PROBLEM TO WORK ON: Every line of the records below from the line with "[[176, 668], [146, 630]]" up to and including the line with "Task: point out the red" must be reproduced exactly, and no line outside that range.

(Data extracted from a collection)
============================================================

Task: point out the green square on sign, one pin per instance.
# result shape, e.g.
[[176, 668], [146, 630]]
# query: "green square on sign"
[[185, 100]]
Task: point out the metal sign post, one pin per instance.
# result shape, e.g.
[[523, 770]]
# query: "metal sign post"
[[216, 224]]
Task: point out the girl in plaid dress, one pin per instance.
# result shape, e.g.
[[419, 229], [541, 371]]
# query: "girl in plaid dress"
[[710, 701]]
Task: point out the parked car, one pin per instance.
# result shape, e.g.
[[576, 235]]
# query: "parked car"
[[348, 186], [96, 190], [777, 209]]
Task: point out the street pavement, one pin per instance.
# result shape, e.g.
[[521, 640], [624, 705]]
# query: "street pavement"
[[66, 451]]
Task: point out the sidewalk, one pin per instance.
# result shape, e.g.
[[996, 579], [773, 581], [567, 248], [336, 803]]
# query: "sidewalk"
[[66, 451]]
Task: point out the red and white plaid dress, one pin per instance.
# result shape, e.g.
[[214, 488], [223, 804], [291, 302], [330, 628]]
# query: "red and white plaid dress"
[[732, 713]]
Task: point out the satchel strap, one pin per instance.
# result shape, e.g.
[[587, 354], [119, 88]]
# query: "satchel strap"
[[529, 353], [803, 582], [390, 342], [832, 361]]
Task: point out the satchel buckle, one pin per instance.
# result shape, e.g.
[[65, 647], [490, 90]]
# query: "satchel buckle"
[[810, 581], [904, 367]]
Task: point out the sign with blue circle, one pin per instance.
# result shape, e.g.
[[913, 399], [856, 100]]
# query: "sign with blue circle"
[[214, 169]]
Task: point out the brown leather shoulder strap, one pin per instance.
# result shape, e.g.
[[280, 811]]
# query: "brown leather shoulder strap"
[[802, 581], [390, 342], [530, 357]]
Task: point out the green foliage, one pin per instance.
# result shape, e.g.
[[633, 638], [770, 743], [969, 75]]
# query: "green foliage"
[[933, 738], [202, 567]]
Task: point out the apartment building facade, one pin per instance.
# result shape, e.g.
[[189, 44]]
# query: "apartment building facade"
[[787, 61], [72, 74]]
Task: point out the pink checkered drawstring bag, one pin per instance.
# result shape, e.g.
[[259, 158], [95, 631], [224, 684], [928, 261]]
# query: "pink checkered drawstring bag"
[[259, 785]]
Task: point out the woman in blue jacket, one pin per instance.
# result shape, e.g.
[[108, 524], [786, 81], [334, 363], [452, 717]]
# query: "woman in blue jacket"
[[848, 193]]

============================================================

ANSWER FOR THIS EXERCISE:
[[176, 668], [146, 630]]
# query: "green square on sign"
[[185, 100]]
Task: point out the metal sign post, one pin per instance.
# result shape, e.g.
[[523, 770]]
# query: "metal sign post"
[[216, 224]]
Task: point out the girl in plaid dress, one pin per instance.
# result shape, e.g.
[[419, 229], [541, 371]]
# query: "girl in plaid dress"
[[710, 701]]
Task: point out the parked car, one pin per instance.
# result shape, e.g.
[[576, 235]]
# query: "parked car"
[[348, 186], [96, 190], [777, 209]]
Task: point out the street pavement, one pin per instance.
# result shape, e.g.
[[521, 640], [624, 705]]
# query: "street pavement"
[[66, 451]]
Task: point out the sidewalk, one pin per instance.
# result shape, e.g.
[[996, 579], [773, 581], [567, 248], [336, 803]]
# query: "sidewalk"
[[66, 451]]
Task: point out the red and white plaid dress, one pin per instance.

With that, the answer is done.